[Start of Attachment]

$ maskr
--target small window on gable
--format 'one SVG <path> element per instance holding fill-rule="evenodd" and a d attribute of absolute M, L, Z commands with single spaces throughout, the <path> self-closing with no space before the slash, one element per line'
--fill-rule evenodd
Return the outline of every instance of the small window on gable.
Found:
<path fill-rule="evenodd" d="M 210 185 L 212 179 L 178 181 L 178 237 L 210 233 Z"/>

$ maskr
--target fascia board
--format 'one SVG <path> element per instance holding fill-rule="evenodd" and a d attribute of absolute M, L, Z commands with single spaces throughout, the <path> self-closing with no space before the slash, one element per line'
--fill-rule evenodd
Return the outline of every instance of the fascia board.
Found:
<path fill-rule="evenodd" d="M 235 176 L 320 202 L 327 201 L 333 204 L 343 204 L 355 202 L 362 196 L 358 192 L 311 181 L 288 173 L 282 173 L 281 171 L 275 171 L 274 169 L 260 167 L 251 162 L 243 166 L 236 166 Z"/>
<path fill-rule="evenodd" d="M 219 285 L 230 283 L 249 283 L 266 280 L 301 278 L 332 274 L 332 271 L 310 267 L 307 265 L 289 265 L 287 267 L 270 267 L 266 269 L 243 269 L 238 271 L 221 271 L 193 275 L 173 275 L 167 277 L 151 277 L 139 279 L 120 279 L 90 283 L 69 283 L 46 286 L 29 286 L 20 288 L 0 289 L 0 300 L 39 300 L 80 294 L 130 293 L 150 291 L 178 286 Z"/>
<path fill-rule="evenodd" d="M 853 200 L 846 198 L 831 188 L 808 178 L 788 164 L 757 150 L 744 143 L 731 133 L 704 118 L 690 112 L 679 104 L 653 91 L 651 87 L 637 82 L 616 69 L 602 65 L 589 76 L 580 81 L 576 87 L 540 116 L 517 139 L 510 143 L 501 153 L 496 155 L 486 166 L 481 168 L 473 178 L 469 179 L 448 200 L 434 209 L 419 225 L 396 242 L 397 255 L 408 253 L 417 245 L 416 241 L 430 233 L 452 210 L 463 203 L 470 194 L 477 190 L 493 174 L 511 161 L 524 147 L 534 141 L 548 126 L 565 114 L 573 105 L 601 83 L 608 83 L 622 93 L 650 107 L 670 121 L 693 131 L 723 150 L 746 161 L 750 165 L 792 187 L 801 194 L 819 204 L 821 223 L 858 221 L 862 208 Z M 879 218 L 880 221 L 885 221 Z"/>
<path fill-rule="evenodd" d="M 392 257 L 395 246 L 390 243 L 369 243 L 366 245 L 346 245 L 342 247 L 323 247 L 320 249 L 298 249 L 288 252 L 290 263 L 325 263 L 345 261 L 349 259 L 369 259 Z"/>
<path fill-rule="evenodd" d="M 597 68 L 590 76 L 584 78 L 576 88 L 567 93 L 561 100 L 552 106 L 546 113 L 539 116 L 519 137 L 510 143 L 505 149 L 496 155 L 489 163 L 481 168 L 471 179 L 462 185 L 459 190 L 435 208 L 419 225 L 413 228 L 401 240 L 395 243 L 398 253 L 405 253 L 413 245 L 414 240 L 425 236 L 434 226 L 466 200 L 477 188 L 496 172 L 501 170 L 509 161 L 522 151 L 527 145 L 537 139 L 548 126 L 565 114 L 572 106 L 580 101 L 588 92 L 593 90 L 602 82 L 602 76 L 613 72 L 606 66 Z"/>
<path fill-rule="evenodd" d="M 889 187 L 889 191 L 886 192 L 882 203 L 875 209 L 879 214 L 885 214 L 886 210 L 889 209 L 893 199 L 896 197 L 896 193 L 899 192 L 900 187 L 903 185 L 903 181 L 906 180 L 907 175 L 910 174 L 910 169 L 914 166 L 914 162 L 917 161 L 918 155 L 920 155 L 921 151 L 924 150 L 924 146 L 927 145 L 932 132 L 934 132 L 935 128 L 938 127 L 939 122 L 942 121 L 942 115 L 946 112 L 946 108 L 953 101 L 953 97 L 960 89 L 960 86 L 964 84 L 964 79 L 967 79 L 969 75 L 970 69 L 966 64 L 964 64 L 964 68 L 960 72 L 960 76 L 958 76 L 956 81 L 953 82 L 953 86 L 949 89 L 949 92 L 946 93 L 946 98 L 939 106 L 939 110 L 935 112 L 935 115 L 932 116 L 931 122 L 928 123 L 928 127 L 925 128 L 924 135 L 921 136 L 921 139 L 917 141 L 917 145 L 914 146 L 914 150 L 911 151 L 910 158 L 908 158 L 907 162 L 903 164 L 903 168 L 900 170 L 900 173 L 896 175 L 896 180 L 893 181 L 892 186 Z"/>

[End of Attachment]

## Activity
The entries above need to be repeated in full, exactly as written.

## Exercise response
$ maskr
--target small window on gable
--format 'one SVG <path> element per instance holding fill-rule="evenodd" and a d attribute of absolute M, L, Z commands with single spaces throughout, the <path> self-closing with no space before the slash, one element per line'
--fill-rule evenodd
Return the outline of every instance of the small window on gable.
Found:
<path fill-rule="evenodd" d="M 210 185 L 212 179 L 178 181 L 178 237 L 210 233 Z"/>

$ maskr
--target fascia board
--format 'one SVG <path> element per instance holding fill-rule="evenodd" and a d attribute of absolute M, L, Z commands with single spaces throughout, the <path> self-closing with no space before the slash, one element per line'
--fill-rule evenodd
Return the outline of every instance of the fascia board.
Found:
<path fill-rule="evenodd" d="M 235 176 L 320 202 L 327 201 L 333 204 L 343 204 L 355 202 L 362 196 L 358 192 L 311 181 L 288 173 L 282 173 L 281 171 L 275 171 L 274 169 L 260 167 L 251 162 L 243 166 L 236 166 Z"/>
<path fill-rule="evenodd" d="M 219 285 L 230 283 L 249 283 L 266 280 L 301 278 L 332 274 L 332 271 L 310 267 L 307 265 L 289 265 L 287 267 L 270 267 L 266 269 L 243 269 L 238 271 L 221 271 L 193 275 L 173 275 L 167 277 L 151 277 L 139 279 L 120 279 L 90 283 L 69 283 L 46 286 L 29 286 L 20 288 L 0 289 L 0 300 L 39 300 L 80 294 L 130 293 L 150 291 L 178 286 Z"/>
<path fill-rule="evenodd" d="M 853 200 L 846 198 L 831 188 L 808 178 L 788 164 L 757 150 L 744 143 L 731 133 L 704 118 L 690 112 L 679 104 L 653 91 L 651 87 L 637 82 L 616 69 L 602 65 L 589 76 L 580 81 L 576 87 L 540 116 L 517 139 L 510 143 L 501 153 L 496 155 L 486 166 L 481 168 L 473 178 L 469 179 L 448 200 L 434 209 L 419 225 L 396 242 L 397 255 L 408 253 L 417 245 L 416 241 L 430 233 L 452 210 L 463 203 L 470 194 L 477 190 L 493 174 L 511 161 L 524 147 L 534 141 L 548 126 L 565 114 L 573 105 L 601 83 L 608 83 L 622 93 L 650 107 L 670 121 L 693 131 L 723 150 L 746 161 L 750 165 L 792 187 L 801 194 L 819 204 L 821 223 L 858 221 L 862 208 Z M 879 218 L 880 221 L 885 221 Z"/>
<path fill-rule="evenodd" d="M 392 257 L 395 246 L 390 243 L 369 243 L 366 245 L 346 245 L 342 247 L 323 247 L 320 249 L 298 249 L 288 252 L 290 263 L 325 263 L 345 261 L 349 259 L 369 259 Z"/>
<path fill-rule="evenodd" d="M 597 68 L 590 76 L 584 78 L 576 88 L 567 93 L 561 100 L 552 106 L 546 113 L 539 116 L 519 137 L 510 143 L 505 149 L 496 155 L 489 163 L 481 168 L 471 179 L 462 185 L 459 190 L 435 208 L 419 225 L 413 228 L 401 240 L 395 243 L 398 253 L 405 253 L 413 245 L 414 240 L 425 236 L 434 226 L 466 200 L 477 188 L 496 172 L 501 170 L 509 161 L 522 151 L 527 145 L 537 139 L 548 126 L 565 114 L 572 106 L 580 101 L 588 92 L 593 90 L 602 82 L 602 76 L 613 72 L 606 66 Z"/>
<path fill-rule="evenodd" d="M 889 187 L 889 191 L 886 192 L 882 203 L 875 209 L 879 214 L 885 214 L 886 210 L 889 209 L 893 199 L 896 197 L 896 193 L 899 192 L 900 187 L 903 185 L 903 181 L 906 180 L 907 175 L 910 174 L 910 169 L 914 166 L 914 162 L 917 161 L 918 155 L 920 155 L 921 151 L 924 150 L 924 146 L 927 145 L 932 132 L 934 132 L 935 128 L 938 127 L 939 122 L 942 121 L 942 115 L 946 112 L 946 108 L 953 101 L 953 97 L 960 89 L 960 86 L 964 84 L 964 79 L 967 79 L 969 75 L 970 69 L 966 64 L 964 64 L 964 68 L 960 72 L 960 76 L 958 76 L 956 81 L 953 82 L 953 86 L 949 89 L 949 92 L 946 93 L 946 98 L 939 106 L 939 110 L 935 112 L 935 115 L 932 116 L 931 122 L 928 123 L 928 127 L 925 128 L 924 135 L 921 136 L 921 139 L 917 141 L 917 145 L 914 146 L 914 150 L 911 151 L 910 158 L 908 158 L 907 162 L 903 164 L 903 168 L 900 170 L 900 173 L 896 175 L 896 180 L 893 181 L 892 186 Z"/>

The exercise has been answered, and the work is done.